▸ **CHALLENGE A**:
Return every line of the listing that contains the string "mouth".

▸ **DOCUMENT EXTRACT**:

/---

Given the heavy college presence in our fair state, this Wall Street Journal piece ought to provide some serious food for thought:
The nation’s best-known public universities have been on an unfettered spending spree. Over the past two decades, they erected new skylines comprising snazzy academic buildings and dorms. They poured money into big-time sports programs and hired layers of administrators.
Then they passed the bill along to students.
The University of Kentucky upgraded its campus to the tune of $805,000 a day for more than a decade. Its freshmen, who come from one of America’s poorest states, paid an average $18,693 to attend in 2021-22.
Pennsylvania State University spent so much money that it now has a budget crisis—even though it’s among the most expensive public universities in the U.S. […]
Let’s compare this to UNC-Chapel Hill. In the 2021-22 school year, one full year of full-time attendance by an in-state student could cost (depending on your living arrangements) between $17,856 and $24,734. In 2023-2024, that cost range has increased to between $26,118 and $31,828.

\---

▸ **RECORDED DATA**:
/---

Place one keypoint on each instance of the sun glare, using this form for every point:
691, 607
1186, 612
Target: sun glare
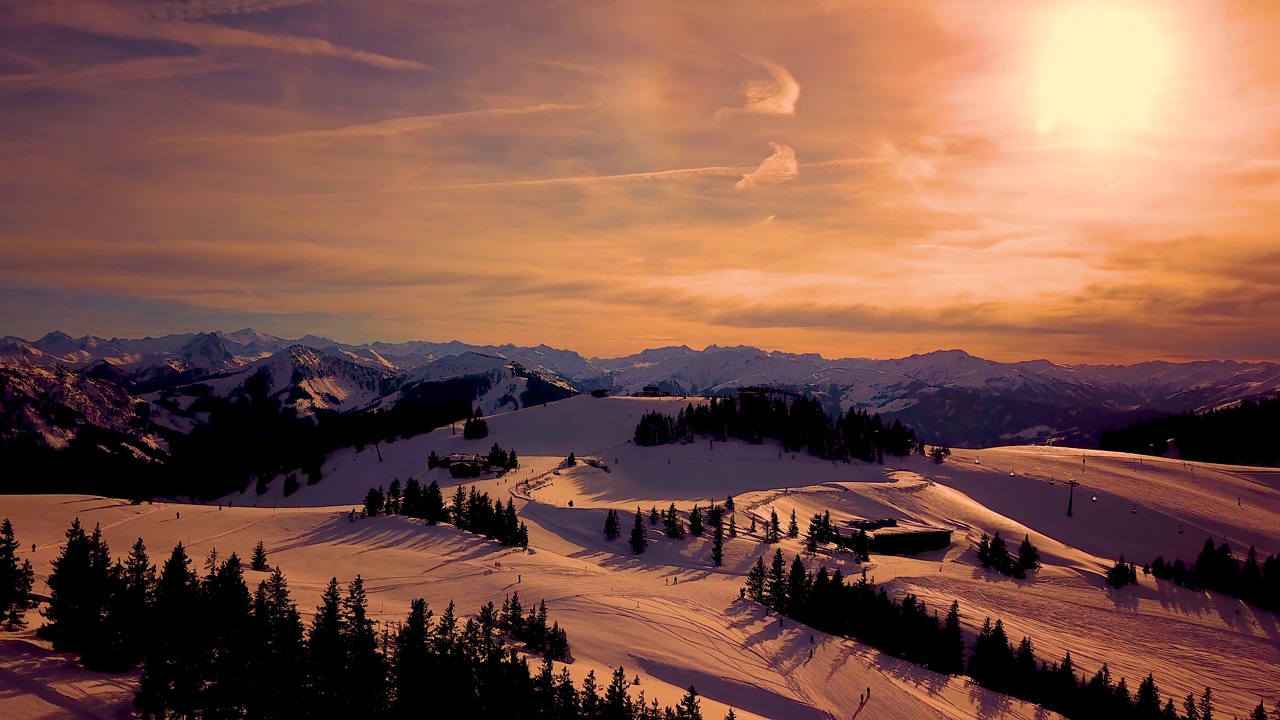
1101, 69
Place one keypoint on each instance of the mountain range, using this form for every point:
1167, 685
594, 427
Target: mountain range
947, 396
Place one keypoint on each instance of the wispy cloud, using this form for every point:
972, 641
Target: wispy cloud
135, 21
775, 96
780, 167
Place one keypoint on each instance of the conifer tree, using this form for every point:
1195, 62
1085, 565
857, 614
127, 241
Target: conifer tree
365, 671
433, 504
327, 657
16, 580
638, 541
952, 642
755, 580
1028, 556
227, 615
776, 587
718, 545
1206, 705
689, 707
612, 528
174, 664
259, 560
277, 671
617, 702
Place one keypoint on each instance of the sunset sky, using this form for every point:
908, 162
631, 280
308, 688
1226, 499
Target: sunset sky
1066, 180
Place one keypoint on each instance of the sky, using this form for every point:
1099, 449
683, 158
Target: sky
1079, 181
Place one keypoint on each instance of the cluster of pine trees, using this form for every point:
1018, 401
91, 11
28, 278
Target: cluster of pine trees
475, 427
1216, 569
1121, 574
801, 424
904, 628
1242, 434
16, 580
1055, 686
251, 655
471, 511
673, 527
995, 555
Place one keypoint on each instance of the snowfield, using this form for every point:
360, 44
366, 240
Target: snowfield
673, 620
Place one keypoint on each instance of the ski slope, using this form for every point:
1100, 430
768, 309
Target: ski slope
673, 619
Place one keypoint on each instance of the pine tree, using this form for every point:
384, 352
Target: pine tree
433, 504
617, 702
718, 545
1206, 705
327, 657
952, 642
689, 707
1189, 709
1147, 701
365, 673
755, 580
776, 588
227, 613
16, 580
133, 605
638, 541
174, 665
277, 671
1028, 556
798, 589
80, 589
259, 560
612, 528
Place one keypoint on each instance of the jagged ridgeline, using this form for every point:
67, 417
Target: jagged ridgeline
799, 423
251, 433
1244, 434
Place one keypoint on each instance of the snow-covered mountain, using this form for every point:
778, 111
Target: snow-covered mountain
950, 396
307, 381
55, 406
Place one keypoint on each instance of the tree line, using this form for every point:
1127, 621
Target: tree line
471, 511
906, 629
800, 424
1240, 436
211, 650
1216, 569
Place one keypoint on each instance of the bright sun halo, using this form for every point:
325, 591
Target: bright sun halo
1101, 69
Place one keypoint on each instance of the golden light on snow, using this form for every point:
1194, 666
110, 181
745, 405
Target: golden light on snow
1101, 69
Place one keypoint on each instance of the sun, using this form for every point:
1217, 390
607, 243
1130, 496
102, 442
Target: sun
1101, 71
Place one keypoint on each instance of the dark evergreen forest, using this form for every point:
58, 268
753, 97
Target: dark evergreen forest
800, 424
1247, 434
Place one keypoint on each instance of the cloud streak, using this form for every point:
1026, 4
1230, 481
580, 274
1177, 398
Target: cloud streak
777, 168
773, 96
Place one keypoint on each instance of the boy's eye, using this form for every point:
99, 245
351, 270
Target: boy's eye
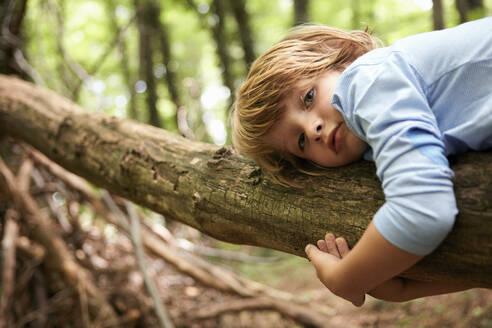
308, 98
300, 142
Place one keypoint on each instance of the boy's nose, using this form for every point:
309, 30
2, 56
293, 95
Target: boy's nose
316, 131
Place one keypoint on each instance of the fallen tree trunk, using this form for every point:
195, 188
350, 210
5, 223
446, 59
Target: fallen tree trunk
225, 195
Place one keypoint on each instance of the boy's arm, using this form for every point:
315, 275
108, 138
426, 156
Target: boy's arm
327, 261
371, 262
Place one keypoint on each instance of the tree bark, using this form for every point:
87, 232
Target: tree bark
225, 195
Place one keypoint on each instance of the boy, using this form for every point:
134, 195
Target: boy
328, 97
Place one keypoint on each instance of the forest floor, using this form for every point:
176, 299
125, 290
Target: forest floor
468, 309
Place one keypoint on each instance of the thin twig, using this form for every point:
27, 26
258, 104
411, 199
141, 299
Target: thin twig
161, 311
8, 266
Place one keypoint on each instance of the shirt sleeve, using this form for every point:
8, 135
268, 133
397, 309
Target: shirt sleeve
383, 101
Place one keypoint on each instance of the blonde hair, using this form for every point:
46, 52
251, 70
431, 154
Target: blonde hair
306, 52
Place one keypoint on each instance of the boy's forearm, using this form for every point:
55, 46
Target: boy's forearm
400, 289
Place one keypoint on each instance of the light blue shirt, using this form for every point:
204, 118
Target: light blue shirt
423, 98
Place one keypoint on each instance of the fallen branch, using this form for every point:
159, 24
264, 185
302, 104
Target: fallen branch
11, 230
58, 256
300, 314
224, 280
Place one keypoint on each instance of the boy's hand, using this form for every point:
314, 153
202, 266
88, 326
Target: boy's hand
330, 252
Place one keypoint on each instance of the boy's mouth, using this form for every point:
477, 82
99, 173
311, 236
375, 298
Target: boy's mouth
334, 139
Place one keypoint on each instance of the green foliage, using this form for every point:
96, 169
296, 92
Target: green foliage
86, 47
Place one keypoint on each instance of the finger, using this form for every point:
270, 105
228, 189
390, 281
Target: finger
314, 254
330, 245
322, 246
342, 246
360, 301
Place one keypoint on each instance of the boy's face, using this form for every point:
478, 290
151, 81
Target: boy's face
311, 128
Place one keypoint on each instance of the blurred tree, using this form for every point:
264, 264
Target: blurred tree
161, 31
226, 196
129, 79
437, 14
301, 14
145, 11
218, 32
470, 9
245, 33
12, 60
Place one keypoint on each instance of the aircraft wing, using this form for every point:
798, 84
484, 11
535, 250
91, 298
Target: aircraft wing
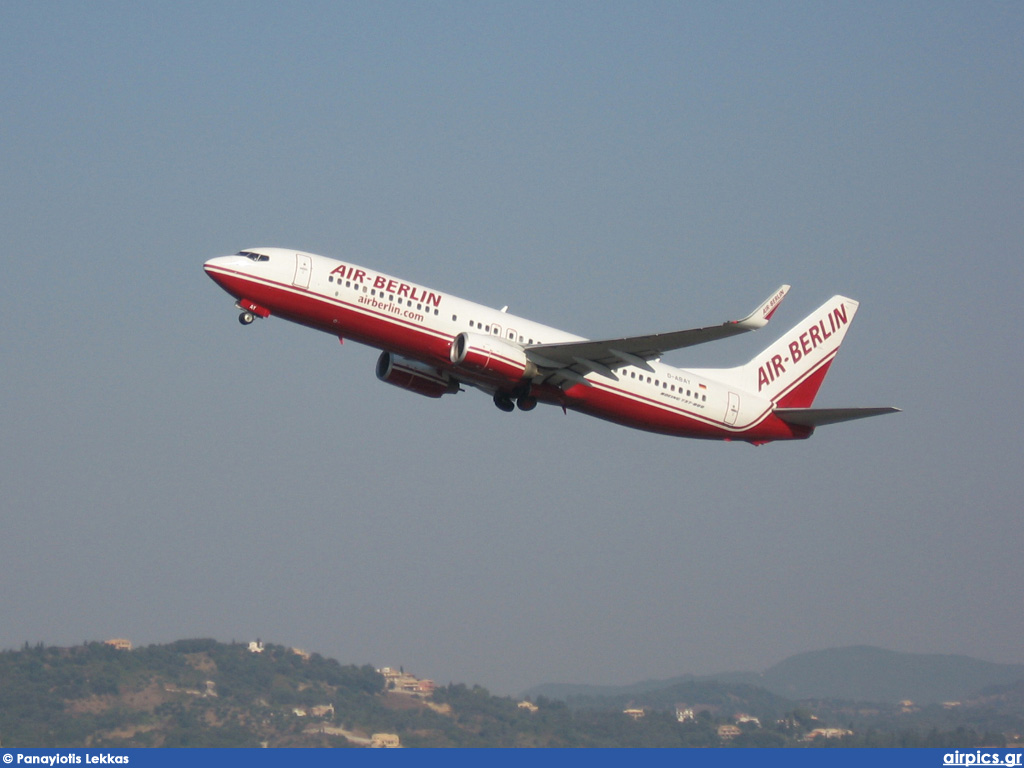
573, 359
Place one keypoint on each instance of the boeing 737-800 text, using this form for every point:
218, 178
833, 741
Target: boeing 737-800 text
432, 343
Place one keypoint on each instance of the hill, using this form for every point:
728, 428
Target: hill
206, 693
857, 673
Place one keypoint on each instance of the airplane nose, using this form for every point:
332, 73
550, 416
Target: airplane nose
211, 266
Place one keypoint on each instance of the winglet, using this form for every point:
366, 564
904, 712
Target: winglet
760, 316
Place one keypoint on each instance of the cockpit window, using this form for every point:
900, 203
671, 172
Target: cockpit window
253, 256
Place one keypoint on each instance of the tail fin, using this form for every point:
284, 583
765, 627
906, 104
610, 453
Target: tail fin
790, 372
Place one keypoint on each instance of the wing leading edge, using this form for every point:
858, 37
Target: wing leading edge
574, 359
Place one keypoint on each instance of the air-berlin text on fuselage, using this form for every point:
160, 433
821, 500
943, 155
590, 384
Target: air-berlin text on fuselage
804, 344
388, 285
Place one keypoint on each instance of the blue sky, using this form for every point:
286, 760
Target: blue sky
604, 168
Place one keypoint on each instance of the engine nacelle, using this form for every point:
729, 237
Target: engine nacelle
414, 376
493, 356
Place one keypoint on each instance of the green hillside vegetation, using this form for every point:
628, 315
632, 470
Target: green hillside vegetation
207, 693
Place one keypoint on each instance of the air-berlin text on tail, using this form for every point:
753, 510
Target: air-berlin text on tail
803, 345
388, 285
773, 303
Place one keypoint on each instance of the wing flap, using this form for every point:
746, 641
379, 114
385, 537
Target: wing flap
636, 350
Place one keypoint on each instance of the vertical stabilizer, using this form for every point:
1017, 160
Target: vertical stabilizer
790, 372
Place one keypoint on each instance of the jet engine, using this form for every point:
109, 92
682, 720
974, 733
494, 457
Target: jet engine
414, 376
492, 356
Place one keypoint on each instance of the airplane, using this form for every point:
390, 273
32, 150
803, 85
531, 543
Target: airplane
433, 343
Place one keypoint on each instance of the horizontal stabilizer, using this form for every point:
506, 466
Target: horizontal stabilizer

\---

▸ **CHALLENGE B**:
Answer these questions about the post on public university spending, using only what it states:
(i) At what rate per day did the University of Kentucky upgrade its campus?
(ii) What does Pennsylvania State University now have as a result of its spending?
(iii) What was the cost range for one full year of full-time attendance by an in-state student at UNC-Chapel Hill in 2023-2024?

▸ **COMPLETE RESPONSE A**:
Place one keypoint on each instance of the boy's mouth, using this form for every point:
Target: boy's mouth

▸ **COMPLETE RESPONSE B**:
(i) $805,000 a day, for more than a decade.
(ii) A budget crisis.
(iii) Between $26,118 and $31,828.